:: Problem description ::
A picture-free, exact transcript of the entries below is required.

------ Material shown ------

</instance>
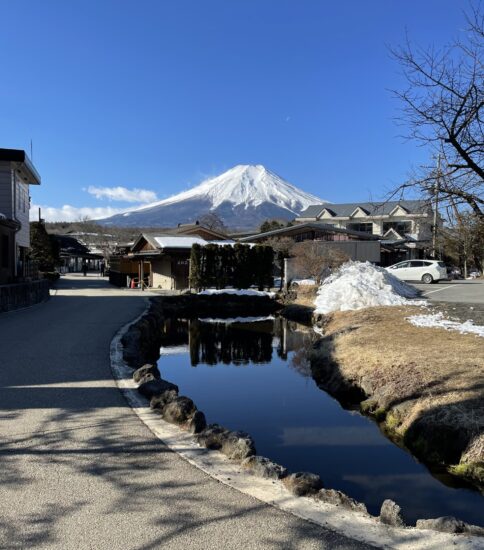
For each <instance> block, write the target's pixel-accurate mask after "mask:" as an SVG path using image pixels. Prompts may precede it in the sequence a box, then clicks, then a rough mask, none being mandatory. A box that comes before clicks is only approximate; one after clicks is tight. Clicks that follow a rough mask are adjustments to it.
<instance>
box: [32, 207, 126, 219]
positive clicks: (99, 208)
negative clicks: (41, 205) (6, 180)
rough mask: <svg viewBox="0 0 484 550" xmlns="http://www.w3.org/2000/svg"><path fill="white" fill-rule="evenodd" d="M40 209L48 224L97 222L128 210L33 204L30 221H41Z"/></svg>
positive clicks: (113, 208) (125, 209) (118, 208)
mask: <svg viewBox="0 0 484 550" xmlns="http://www.w3.org/2000/svg"><path fill="white" fill-rule="evenodd" d="M39 208H40V209H41V215H42V218H43V219H44V220H45V221H48V222H75V221H79V220H83V219H86V218H87V219H89V220H96V219H101V218H107V217H109V216H113V215H114V214H119V213H120V212H126V208H112V207H111V206H106V207H96V208H92V207H90V206H84V207H80V208H77V207H76V206H71V205H69V204H65V205H64V206H62V207H60V208H54V207H52V206H41V205H39V204H32V205H31V207H30V220H31V221H37V220H38V219H39Z"/></svg>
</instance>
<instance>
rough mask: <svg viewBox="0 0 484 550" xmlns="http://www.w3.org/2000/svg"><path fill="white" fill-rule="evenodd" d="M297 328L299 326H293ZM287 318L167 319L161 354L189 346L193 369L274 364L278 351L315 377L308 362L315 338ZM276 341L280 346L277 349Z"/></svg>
mask: <svg viewBox="0 0 484 550" xmlns="http://www.w3.org/2000/svg"><path fill="white" fill-rule="evenodd" d="M292 324H293V325H294V327H295V326H296V323H292ZM290 325H291V322H290V321H287V320H285V319H283V318H277V319H275V320H263V321H260V322H257V321H251V322H248V323H244V322H224V323H222V322H220V323H212V322H203V321H201V320H198V319H167V320H165V322H164V324H163V327H162V342H161V347H162V348H166V349H162V352H161V354H162V355H166V354H167V353H169V349H170V348H172V347H174V346H180V345H183V344H185V345H188V347H189V350H190V362H191V365H192V367H196V366H197V365H199V364H200V363H203V364H205V365H217V364H220V363H222V364H224V365H231V364H232V365H248V364H251V363H252V364H264V363H270V362H271V361H272V354H273V352H274V351H275V352H276V353H277V355H278V357H280V358H281V359H285V360H286V359H287V358H288V354H289V353H290V352H291V351H294V352H295V353H294V355H293V356H292V357H291V364H292V366H293V367H294V368H295V369H296V370H298V371H299V372H300V374H302V375H303V376H311V369H310V365H309V361H308V359H307V351H308V350H309V349H310V347H311V345H312V343H313V341H314V339H315V336H314V333H313V332H312V330H310V329H307V330H306V331H305V332H301V331H296V330H294V327H292V328H293V330H291V327H290ZM274 340H276V344H277V345H276V346H275V347H274Z"/></svg>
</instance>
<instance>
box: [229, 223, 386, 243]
mask: <svg viewBox="0 0 484 550" xmlns="http://www.w3.org/2000/svg"><path fill="white" fill-rule="evenodd" d="M301 229H319V230H324V229H326V230H327V231H328V232H331V233H346V234H347V235H353V236H354V237H361V238H362V239H364V240H367V241H377V240H379V239H381V237H380V236H379V235H372V234H371V233H364V232H363V231H353V230H352V229H345V228H342V227H335V226H334V225H331V224H328V223H323V222H305V223H297V224H295V225H291V226H289V227H282V228H281V229H273V230H272V231H265V232H264V233H256V234H253V235H250V236H248V237H242V238H241V239H239V242H245V241H248V242H250V241H252V240H258V239H265V238H266V237H272V236H274V237H277V236H279V235H290V234H291V233H297V232H298V231H300V230H301Z"/></svg>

------

:: Answer box ::
</instance>
For each <instance> block, write the target's pixel-accurate mask after "mask:" as an SVG path using image pixels. Prompts may precede it in the sequence a box, then clicks, then a rough mask, none being mandatory. A box that comes before clicks is only approximate; one after clicks is tight. Clicks that follow a rough mask are adjustments to it.
<instance>
box: [32, 207, 126, 219]
positive clicks: (99, 208)
negative clicks: (41, 205) (6, 180)
rough mask: <svg viewBox="0 0 484 550" xmlns="http://www.w3.org/2000/svg"><path fill="white" fill-rule="evenodd" d="M40 209L48 224L97 222L128 210L33 204L30 221H41Z"/></svg>
positive clicks: (113, 208) (125, 209) (118, 208)
mask: <svg viewBox="0 0 484 550" xmlns="http://www.w3.org/2000/svg"><path fill="white" fill-rule="evenodd" d="M39 208H40V209H41V215H42V218H43V219H44V220H45V221H48V222H75V221H79V220H83V219H86V218H87V219H89V220H96V219H101V218H107V217H109V216H113V215H114V214H119V213H120V212H126V208H112V207H111V206H106V207H96V208H92V207H90V206H84V207H80V208H77V207H76V206H71V205H69V204H65V205H64V206H62V207H60V208H54V207H52V206H41V205H39V204H32V205H31V207H30V220H31V221H37V220H38V219H39Z"/></svg>
</instance>
<instance>
rough mask: <svg viewBox="0 0 484 550" xmlns="http://www.w3.org/2000/svg"><path fill="white" fill-rule="evenodd" d="M297 328L299 326H293ZM287 318L167 319L161 354L189 346L193 369L274 364L278 351L315 377L308 362L315 338ZM276 341L280 346L277 349Z"/></svg>
mask: <svg viewBox="0 0 484 550" xmlns="http://www.w3.org/2000/svg"><path fill="white" fill-rule="evenodd" d="M292 324H293V325H294V327H295V326H296V323H292ZM290 325H291V322H290V321H287V320H285V319H283V318H277V319H275V320H263V321H260V322H257V321H251V322H248V323H244V322H224V323H222V322H220V323H212V322H203V321H201V320H198V319H167V320H165V322H164V324H163V327H162V342H161V347H162V348H166V349H162V352H161V354H162V355H166V354H167V353H169V349H170V348H172V347H174V346H180V345H183V344H185V345H188V347H189V350H190V362H191V365H192V367H196V366H197V365H199V364H200V363H203V364H205V365H217V364H220V363H222V364H224V365H231V364H232V365H248V364H251V363H252V364H264V363H270V362H271V361H272V354H273V352H274V351H275V352H276V353H277V355H278V357H280V358H281V359H285V360H286V359H287V358H288V354H289V353H290V352H291V351H294V352H295V353H294V355H293V356H292V357H291V364H292V366H293V367H294V368H295V369H296V370H298V371H299V372H300V374H302V375H303V376H311V369H310V365H309V361H308V359H307V351H308V350H309V349H310V347H311V345H312V343H313V341H314V339H315V336H314V333H313V332H312V330H310V329H307V330H306V331H305V332H301V331H296V330H294V327H292V328H293V330H291V327H290ZM274 340H276V344H277V345H276V346H275V347H274Z"/></svg>
</instance>
<instance>
box: [229, 223, 386, 243]
mask: <svg viewBox="0 0 484 550" xmlns="http://www.w3.org/2000/svg"><path fill="white" fill-rule="evenodd" d="M301 229H319V230H324V229H326V230H327V231H328V232H331V233H346V234H347V235H353V236H354V237H361V238H362V239H364V240H367V241H377V240H379V239H381V237H380V236H379V235H372V234H371V233H364V232H363V231H353V230H352V229H345V228H342V227H335V226H334V225H331V224H328V223H323V222H305V223H297V224H295V225H291V226H289V227H282V228H281V229H273V230H272V231H265V232H264V233H256V234H253V235H250V236H248V237H242V238H241V239H239V242H245V241H248V242H250V241H252V240H258V239H265V238H266V237H272V236H274V237H277V236H279V235H290V234H291V233H297V232H298V231H300V230H301Z"/></svg>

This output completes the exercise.